● **EXERCISE DIRECTIONS**: An exact copy of the lines from the one containing "the green metal" through the last line below is required; include both of those lines and no others.

EXTRACTED DATA: Begin

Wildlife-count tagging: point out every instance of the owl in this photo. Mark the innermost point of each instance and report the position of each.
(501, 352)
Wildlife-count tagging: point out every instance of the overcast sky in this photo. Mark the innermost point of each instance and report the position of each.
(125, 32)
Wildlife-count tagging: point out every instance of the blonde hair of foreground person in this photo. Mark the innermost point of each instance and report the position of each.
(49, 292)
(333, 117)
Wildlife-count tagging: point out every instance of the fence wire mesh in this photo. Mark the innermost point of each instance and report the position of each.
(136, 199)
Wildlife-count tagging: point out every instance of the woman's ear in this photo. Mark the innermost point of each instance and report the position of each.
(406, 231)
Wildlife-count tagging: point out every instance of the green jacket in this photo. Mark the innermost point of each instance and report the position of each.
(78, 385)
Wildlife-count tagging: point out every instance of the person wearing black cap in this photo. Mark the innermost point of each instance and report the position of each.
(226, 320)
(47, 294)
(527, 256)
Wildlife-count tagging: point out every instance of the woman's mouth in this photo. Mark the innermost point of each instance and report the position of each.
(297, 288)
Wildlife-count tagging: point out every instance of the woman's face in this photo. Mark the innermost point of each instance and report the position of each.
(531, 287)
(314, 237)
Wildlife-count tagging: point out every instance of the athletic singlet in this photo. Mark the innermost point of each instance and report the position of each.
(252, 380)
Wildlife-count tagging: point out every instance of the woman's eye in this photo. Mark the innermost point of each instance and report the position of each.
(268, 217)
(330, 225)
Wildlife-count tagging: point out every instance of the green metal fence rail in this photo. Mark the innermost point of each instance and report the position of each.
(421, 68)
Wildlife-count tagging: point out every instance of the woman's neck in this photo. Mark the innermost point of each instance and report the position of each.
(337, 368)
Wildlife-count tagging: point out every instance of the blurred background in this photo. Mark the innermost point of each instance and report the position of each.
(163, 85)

EXTRACTED DATA: End

● **ANSWER BOX**:
Wildlife-count tagging: point out every instance of the green metal fence rail in this photo. Mark the innermost point of each instance and report the position of each.
(421, 68)
Wildlife-count tagging: point out every instance of the woman's neck in this photo. Mark the innermost point of each instance and report the position of each.
(337, 368)
Wildlife-count tagging: point out every instance of the blurred background in this photo. Mark the innermost point of each instance and report the position of each.
(163, 85)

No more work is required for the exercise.